§ Prompt 1
In the math forum excerpt, what reason is given for why the proof that complete induction implies well-ordering is not valid?
§ Prompt 2
Please carry the math forum excerpt forward from its last sentence.

§ Extracted text
Start
H: Does the principle of complete induction imply the well-ordering principle Proof: Assume the PCI. Let $T$ be a nonempty subset of $\mathbb{N}$. Then $T$ has some element $x$. Then $\{1,2,...,x-1\}$ is a subset of $\mathbb{N} - T$. By the PCI, $x$ is an element of $\mathbb{N}-T$. This is a contradiction, because $x$ is an element of $T$ and $x$ is an element of $\mathbb{N}-T$. Therefore $T$ has a smallest element. Is this proof valid? AI: The proof is not valid. You use the Well-Ordering principle to prove the Well-Ordering Principle. In particular you choose an x, and then you assume that $\mathbb{N} - T$ contains all elements less than x, which can only happen if x was the smallest element to begin with.
H: Proof that changing a finite number of terms in a series does not change where or not it converges I want to prove the following theorem: Changing a finite number of terms in a series does not change whether or not it converges, although it may change the value of its sum if it does converge I don't know how to begin as I am not sure how to translate that statement into symbols. Furthermore, I am not sure what "Changing a finite number of terms" means. Does it mean changing the value of a particular term or omitting it entirely or something else? Please advise. AI: Suppose $x_n \to x$. This means for all $\epsilon>0$ there exists some $N$ such that if $n \ge N$, then $\|x_n-x\| < \epsilon$. Now suppose $x'_n$ is a sequence such that for $n \ge M$, then $x'_n = x_n$. Let $\epsilon>0$, there exists some $N$ that 'works' for the original sequence $x_n$. Now take $N'= \max(N,M)$. Then if $n \ge N'$, we have $\|x'_n -x\| < \epsilon$. Hence $x'_n \to x$. Now consider a convergent series $\sum_n x_n$. If we let $s_n = x_1+...+x_n$, then we have $s_n \to s$. Now consider the series $\sum_n x'_n$, where for $n \ge M$, then $x'_n = x_n$. Let $s'_n = x'_1+...+x'_n$. Note that for $n \ge M$, we have $s'_n -s'_{M-1} = x'_M+...x'_n = x_M+...x_n$, and so $s'_n -s'_{M-1} = s_n -s_{M-1} \to s -s_{M-1}$. Hence $s'_n \to (s -s_{M-1}+s'_{M-1})$.
End
§ Dataset content
Start
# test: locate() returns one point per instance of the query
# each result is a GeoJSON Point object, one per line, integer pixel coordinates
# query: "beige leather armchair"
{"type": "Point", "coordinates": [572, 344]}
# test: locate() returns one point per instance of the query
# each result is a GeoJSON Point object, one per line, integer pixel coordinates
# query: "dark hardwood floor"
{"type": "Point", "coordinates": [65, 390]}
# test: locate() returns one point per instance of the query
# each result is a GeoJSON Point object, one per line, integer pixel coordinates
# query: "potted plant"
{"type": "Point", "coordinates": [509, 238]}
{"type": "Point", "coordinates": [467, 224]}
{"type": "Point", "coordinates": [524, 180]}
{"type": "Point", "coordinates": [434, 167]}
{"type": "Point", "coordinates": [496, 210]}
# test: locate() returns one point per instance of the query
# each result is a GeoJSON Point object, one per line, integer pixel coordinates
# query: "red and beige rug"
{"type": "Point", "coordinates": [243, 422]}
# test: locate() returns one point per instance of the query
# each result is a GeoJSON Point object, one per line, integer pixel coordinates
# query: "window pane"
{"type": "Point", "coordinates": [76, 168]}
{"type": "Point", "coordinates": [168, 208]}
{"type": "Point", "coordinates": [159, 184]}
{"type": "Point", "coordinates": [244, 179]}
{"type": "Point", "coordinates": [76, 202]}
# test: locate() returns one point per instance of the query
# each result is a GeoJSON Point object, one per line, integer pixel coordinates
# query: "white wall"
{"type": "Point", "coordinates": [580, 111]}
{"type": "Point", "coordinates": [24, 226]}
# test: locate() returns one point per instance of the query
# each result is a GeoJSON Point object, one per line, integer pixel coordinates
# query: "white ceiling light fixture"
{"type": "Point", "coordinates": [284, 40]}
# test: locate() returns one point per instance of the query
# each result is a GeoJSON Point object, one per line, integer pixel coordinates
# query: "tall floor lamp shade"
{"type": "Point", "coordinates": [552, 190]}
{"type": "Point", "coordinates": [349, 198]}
End
§ Task result 1
It uses the Well-Ordering Principle to prove the Well-Ordering Principle.

§ Task result 2
H: Drawing a lattice for a set partially ordered by divisibility I am a little bit confused as to how I would draw a lattice for the set $S= \{1,2,3,4,6,9,12,18\} $when it is partially ordered by divisibility. I was able to prove that it has a greatest lower bound, and a least upper bound for all elements $x,y \in S$. I believe my proof is correct, and by having these two bounds, the set is therefore a lattice. I am just a bit confused as to how I would draw it. AI: Just how are you confused about drawing the lattice? Here's how I did it. I started by putting 1 at the bottom, since it's the least element of the lattice, it divides everything. Since 2 and 3 are divisible by 1, but not by each other, I put 2 one cm northwest of 1, I put 3 one cm northeast of 1, and draw lines from 2 to 1 and from 3 to 1. Since 6 is divisible by everything so far, I put 6 one cm NE of 2 (and one cm NW of 3) and draw lines from 6 to 2 and from 6 to 3. Of course I don't draw a line from 6 to 1. I now have a diamond, with 1 at the bottom, 2 and 3 on the sides, 6 at the top. Next I look at 4: divisible by 1 and 2, not divisible by 3 or 6. So I put 4 one cm NW of 2, and draw a line from 4 to 2. 12 is divisible by everything so far. I put 12 one cm NE of 4 (and NW of 6), and draw lines from 12 to 4 and from 12 to 6. 9 is divisible by 1 and 3, but not divisible by 2, 4, 6, or 12. I put 9 one cm NE of 3, and draw a line from 9 to 3. 18 is divisible by 6 and 9, and therefore also by 1, 2, and 3; but 18 is not divisible by 4 or 12. I put 18 one cm NE of 6 (NW of 9) and draw lines from 18 to 6 and 9. That's the diagram. I'd draw it for you if I knew how. Looking at the diagram, it's easy to see that it's a lower semilattice, meaning that any two elements have a greatest lower bound. It's also easy to see that it's not an upper semilattice (and therefore not a lattice); the pairs {4,9}, {4,18}, {9,12}, and {12,18} do not have least upper bounds. By the way, what did you think was the least upper bound of 12 and 18? Maybe there was a typo in your question, and 36 was supposed to be an element of S?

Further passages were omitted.